[WORK REQUEST]: Restate all of the data below word for word.
SOURCE INFORMATION START
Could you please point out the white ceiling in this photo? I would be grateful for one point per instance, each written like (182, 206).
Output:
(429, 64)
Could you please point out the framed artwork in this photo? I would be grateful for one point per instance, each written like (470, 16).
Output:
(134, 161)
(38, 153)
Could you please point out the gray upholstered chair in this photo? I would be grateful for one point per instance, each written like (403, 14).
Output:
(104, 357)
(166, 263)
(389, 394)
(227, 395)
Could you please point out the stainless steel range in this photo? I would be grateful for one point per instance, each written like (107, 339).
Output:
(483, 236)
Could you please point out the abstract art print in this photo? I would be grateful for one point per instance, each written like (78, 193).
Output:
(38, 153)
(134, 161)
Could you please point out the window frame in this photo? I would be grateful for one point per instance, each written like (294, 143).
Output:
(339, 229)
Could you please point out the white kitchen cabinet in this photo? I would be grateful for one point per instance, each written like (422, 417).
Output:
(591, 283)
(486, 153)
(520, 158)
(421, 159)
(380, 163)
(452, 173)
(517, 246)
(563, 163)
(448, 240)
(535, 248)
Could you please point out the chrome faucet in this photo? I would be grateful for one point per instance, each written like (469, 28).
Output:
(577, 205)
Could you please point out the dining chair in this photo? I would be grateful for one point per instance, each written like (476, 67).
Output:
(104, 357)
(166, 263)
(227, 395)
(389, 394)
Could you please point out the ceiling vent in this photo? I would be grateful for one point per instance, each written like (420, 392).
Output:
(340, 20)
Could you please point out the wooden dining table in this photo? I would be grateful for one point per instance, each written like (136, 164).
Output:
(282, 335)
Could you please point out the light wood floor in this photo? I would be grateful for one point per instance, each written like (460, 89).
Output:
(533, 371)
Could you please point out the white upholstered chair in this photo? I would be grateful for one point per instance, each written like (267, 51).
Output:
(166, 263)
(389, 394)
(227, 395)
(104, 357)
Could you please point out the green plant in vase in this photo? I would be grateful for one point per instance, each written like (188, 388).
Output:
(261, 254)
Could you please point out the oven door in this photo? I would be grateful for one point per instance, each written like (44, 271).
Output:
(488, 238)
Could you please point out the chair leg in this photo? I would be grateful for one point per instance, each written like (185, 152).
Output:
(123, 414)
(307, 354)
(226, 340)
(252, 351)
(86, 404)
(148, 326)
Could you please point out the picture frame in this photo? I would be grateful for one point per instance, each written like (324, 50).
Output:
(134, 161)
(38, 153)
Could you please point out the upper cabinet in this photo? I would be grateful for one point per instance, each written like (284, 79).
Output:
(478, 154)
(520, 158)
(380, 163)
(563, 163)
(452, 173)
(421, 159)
SOURCE INFORMATION END
[YOUR RESPONSE]:
Could you please point out the white ceiling in this photo? I would be grateful for one point per instance, each written like (182, 206).
Output:
(429, 64)
Could you please point out the framed artwork in this photo? I would be grateful for one point per instance, each written like (470, 16).
Output:
(134, 161)
(38, 153)
Could you please point out the gray upholstered chair in this photo? I would be grateful for one point per instance, each written like (403, 14).
Output:
(104, 357)
(166, 263)
(389, 394)
(227, 395)
Could you please point out the stainless steel range in this photo? I would be grateful for one point per instance, each written like (107, 339).
Output:
(483, 236)
Could you please point out the abstract art print in this photo? I would be grateful for one point per instance, each written like (78, 193).
Output:
(38, 153)
(134, 161)
Could you please point out the window frame in this photo? I would be grateful for one point per instance, each written like (294, 143).
Output:
(339, 229)
Could you please point out the white kitchen cabinet in this photo? I would be grateful for one point per instance, each written like (422, 417).
Output:
(591, 283)
(486, 153)
(520, 158)
(421, 159)
(380, 163)
(452, 173)
(517, 246)
(563, 163)
(448, 240)
(535, 248)
Could you please point out the chrome faucet in this photo? I would be grateful for one point per instance, each written like (469, 28).
Output:
(577, 205)
Could you please point out the dining chair in this photo? I would be grateful for one point per instance, each written like (476, 67).
Output:
(104, 357)
(166, 263)
(227, 395)
(389, 394)
Could you please point out the ceiling vent in this photo? I would be grateful for one point per instance, each written like (420, 392).
Output:
(340, 20)
Could you please point out the wooden dining table in this photo? I would be grateful for one point per instance, each written like (136, 164).
Output:
(282, 335)
Could you please point out the light wood floor in this photo? I would be grateful for one point per instance, each written like (460, 89).
Output:
(533, 371)
Could you please point out the white upholstered chair in this photo? I would be grateful for one point per instance, each written like (267, 51).
Output:
(166, 263)
(389, 394)
(227, 395)
(104, 357)
Could you please point out the green plant in vase in this photo? I would be grateful for one point per instance, each written like (188, 388).
Output:
(261, 254)
Could you please point out the oven door in this photo? I would be grateful for one point per instance, each written like (44, 271).
Output:
(488, 238)
Could you please point out the chair leg in this photo? I would be grateful for one point per instance, each written like (185, 152).
Output:
(123, 414)
(307, 354)
(226, 340)
(252, 351)
(86, 404)
(148, 326)
Could you please point out the picture frame in this photo? I would be grateful for one point per instance, each written like (324, 50).
Output:
(134, 161)
(38, 153)
Could you please point out the upper cabinet in this photo? I would be grateful for one point per instance, each written like (284, 79).
Output:
(478, 154)
(520, 158)
(380, 163)
(563, 163)
(452, 173)
(421, 159)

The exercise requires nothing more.